**Activity**
From the entries below, extract every line that includes the word "green".

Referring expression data
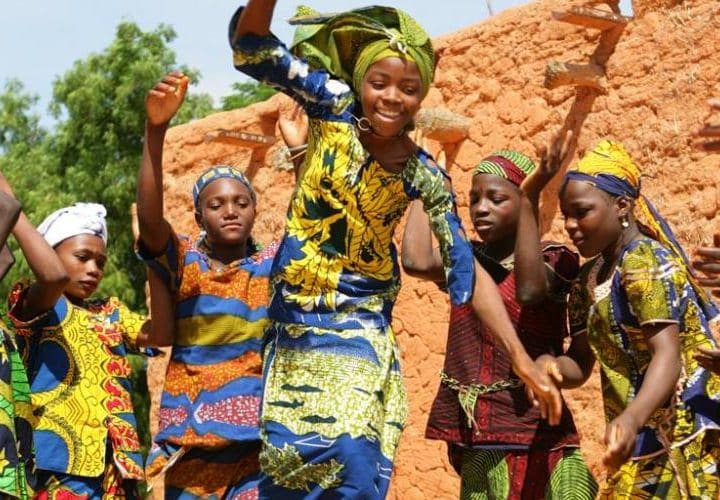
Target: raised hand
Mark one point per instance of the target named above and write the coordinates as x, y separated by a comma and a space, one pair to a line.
165, 98
552, 158
708, 359
294, 127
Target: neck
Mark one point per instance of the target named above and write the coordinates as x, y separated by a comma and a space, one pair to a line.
500, 249
228, 254
612, 252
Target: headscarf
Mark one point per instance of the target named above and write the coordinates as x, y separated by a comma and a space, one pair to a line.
348, 43
80, 218
215, 173
510, 165
610, 168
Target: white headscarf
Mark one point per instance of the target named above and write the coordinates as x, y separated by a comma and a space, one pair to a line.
81, 218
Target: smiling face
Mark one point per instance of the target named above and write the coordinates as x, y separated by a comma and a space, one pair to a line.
83, 257
391, 94
494, 207
227, 212
592, 217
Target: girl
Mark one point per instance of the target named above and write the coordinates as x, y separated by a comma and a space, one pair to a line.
638, 307
75, 351
497, 441
334, 401
208, 438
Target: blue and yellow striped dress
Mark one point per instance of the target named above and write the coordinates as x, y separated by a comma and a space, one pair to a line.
334, 402
208, 439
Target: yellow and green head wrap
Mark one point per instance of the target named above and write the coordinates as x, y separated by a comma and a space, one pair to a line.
348, 43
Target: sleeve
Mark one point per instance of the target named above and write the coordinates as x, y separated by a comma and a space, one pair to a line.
653, 283
268, 60
169, 264
427, 182
16, 298
130, 324
579, 304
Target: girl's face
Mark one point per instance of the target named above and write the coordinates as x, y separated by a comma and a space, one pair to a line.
84, 257
494, 207
391, 95
592, 217
227, 212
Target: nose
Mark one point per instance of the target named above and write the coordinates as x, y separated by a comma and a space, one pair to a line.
570, 225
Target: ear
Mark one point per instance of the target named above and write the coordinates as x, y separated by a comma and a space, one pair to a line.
624, 206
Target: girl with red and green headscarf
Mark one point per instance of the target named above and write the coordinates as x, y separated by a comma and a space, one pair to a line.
497, 441
334, 401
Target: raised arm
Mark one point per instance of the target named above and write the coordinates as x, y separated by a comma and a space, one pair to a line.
532, 277
255, 18
161, 104
50, 274
419, 257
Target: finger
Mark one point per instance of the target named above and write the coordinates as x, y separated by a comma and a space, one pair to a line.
709, 252
710, 146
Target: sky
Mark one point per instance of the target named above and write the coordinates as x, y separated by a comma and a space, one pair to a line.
40, 39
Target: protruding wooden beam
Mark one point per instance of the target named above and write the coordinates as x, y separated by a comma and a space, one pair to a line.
579, 75
240, 138
591, 18
442, 125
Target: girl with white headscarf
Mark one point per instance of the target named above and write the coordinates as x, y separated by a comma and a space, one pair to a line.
75, 349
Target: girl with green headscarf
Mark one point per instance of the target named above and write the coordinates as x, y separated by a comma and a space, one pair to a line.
334, 401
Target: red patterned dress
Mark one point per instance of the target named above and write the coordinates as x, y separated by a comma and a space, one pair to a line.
493, 431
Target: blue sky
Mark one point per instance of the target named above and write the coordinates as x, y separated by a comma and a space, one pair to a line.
40, 39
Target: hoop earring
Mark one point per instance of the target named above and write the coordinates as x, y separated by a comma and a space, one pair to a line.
364, 124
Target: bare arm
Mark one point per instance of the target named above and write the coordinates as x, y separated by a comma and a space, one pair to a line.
658, 385
255, 18
419, 258
162, 102
50, 274
532, 276
489, 308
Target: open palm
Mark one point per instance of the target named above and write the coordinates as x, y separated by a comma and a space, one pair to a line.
165, 98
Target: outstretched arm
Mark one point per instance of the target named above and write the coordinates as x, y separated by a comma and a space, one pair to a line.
161, 104
50, 274
255, 18
658, 385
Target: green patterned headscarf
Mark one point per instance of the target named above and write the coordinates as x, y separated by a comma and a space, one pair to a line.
348, 43
510, 165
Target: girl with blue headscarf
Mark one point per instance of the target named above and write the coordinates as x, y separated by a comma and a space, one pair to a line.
334, 401
638, 308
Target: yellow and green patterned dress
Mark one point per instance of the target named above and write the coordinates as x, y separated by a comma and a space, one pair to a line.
334, 402
16, 466
676, 452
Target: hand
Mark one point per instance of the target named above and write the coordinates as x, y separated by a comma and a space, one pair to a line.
708, 359
165, 98
294, 127
541, 389
620, 437
707, 261
551, 159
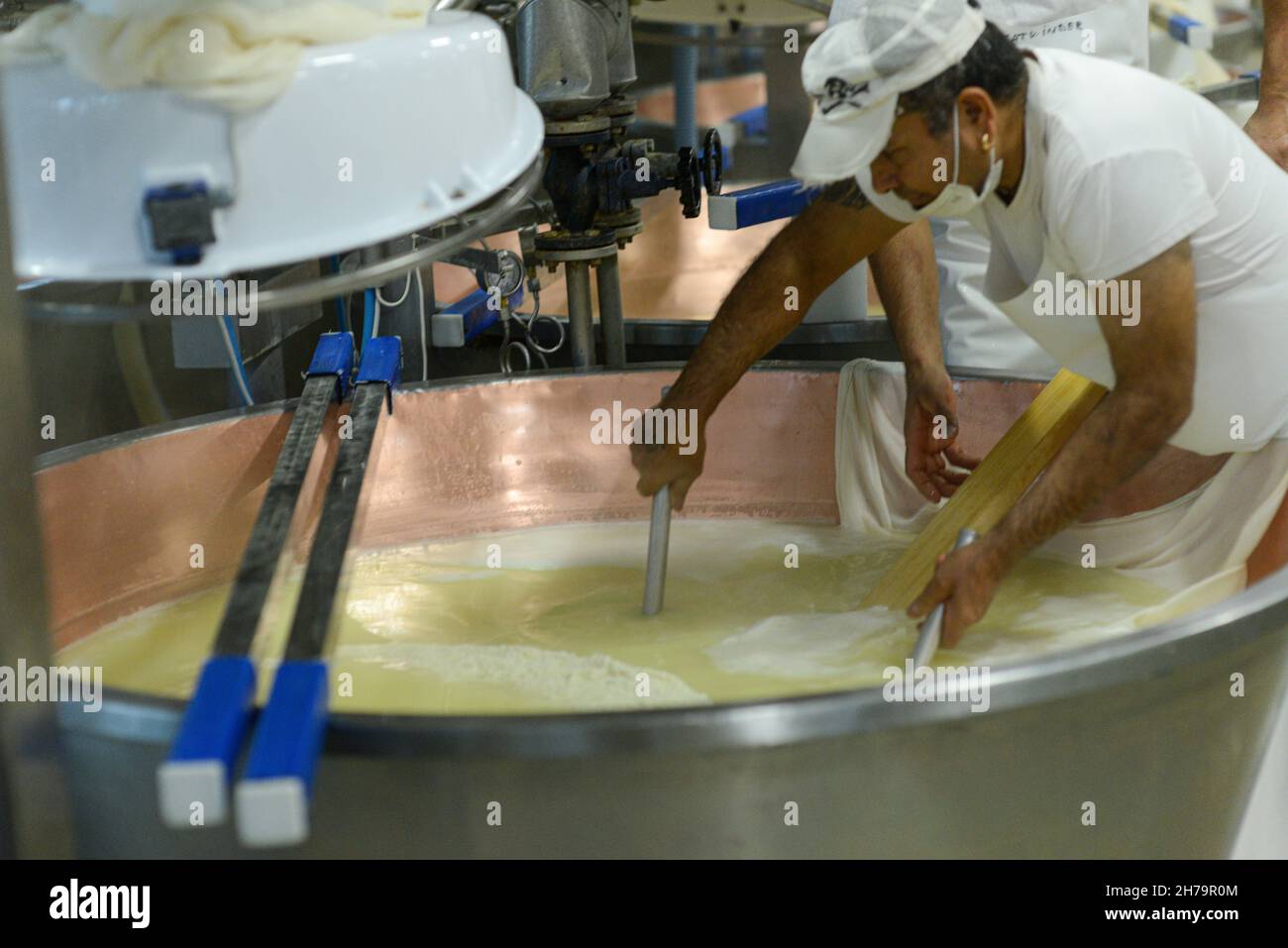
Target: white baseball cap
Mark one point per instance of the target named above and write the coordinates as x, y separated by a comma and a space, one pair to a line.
857, 69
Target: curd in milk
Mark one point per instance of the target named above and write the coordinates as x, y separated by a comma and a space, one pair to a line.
549, 620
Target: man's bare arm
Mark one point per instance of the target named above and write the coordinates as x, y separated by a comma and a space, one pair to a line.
827, 239
1151, 397
1269, 124
903, 268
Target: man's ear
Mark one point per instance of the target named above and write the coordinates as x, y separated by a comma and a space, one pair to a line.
978, 111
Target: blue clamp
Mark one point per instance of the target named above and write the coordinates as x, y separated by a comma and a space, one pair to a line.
334, 356
381, 363
180, 219
1189, 31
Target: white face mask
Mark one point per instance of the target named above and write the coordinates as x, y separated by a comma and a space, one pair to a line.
956, 200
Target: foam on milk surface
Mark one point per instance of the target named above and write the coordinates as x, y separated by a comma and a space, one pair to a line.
557, 625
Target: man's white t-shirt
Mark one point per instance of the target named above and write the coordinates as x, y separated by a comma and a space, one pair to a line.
974, 331
1120, 166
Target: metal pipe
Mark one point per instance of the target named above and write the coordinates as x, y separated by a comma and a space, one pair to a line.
610, 320
927, 636
581, 325
35, 818
658, 545
684, 67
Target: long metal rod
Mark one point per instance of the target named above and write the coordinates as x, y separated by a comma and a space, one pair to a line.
339, 509
610, 322
658, 546
268, 536
931, 627
581, 326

**Answer box**
Target: yellow and green head wrap
Target: girl with red and green headscarf
Target: girl with green headscarf
Target: green patterned headscarf
Target: yellow and green patterned dress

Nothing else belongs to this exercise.